A doctor at Basabelo TB Hospital in Maseru, Lesotho, examines a patient with MDR-TB Dominic Chavez/WHO
The diagnosis of drug-resistant tuberculosis is still extremely low despite as many as half a million cases and 150,000 deaths from multidrug-resistant TB (MDR-TB) in 2008 globally, according to the World Health Organization (WHO).

"In 2008, there were 29,423 MDR-TB cases reported throughout the world by 127 countries. These cases only represent about seven percent of the MDR-TB cases estimated to have emerged that year," WHO noted in a new report, Multidrug and Extensively Drug-Resistant Tuberculosis: 2010 Global Report on Surveillance and Response.

In the 27 countries with a high MDR-TB burden, only one percent of new TB cases, and three percent of previously treated TB cases, were tested for drug susceptibility.

"This points to the urgent need for improvements in laboratory facilities, access to rapid diagnosis, and treatment with more effective drugs and regimens shorter than the current two years," the report said.

» **Data listing**:
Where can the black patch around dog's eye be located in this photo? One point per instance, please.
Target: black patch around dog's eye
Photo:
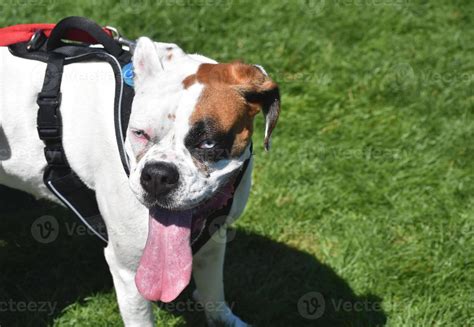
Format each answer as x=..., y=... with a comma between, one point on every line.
x=208, y=129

» **Exercise requirements**: From the passage on drug-resistant tuberculosis, extract verbatim the words between "A doctor at" and "Surveillance and Response.", inclusive.

» **Output for this task**:
A doctor at Basabelo TB Hospital in Maseru, Lesotho, examines a patient with MDR-TB Dominic Chavez/WHO
The diagnosis of drug-resistant tuberculosis is still extremely low despite as many as half a million cases and 150,000 deaths from multidrug-resistant TB (MDR-TB) in 2008 globally, according to the World Health Organization (WHO).

"In 2008, there were 29,423 MDR-TB cases reported throughout the world by 127 countries. These cases only represent about seven percent of the MDR-TB cases estimated to have emerged that year," WHO noted in a new report, Multidrug and Extensively Drug-Resistant Tuberculosis: 2010 Global Report on Surveillance and Response.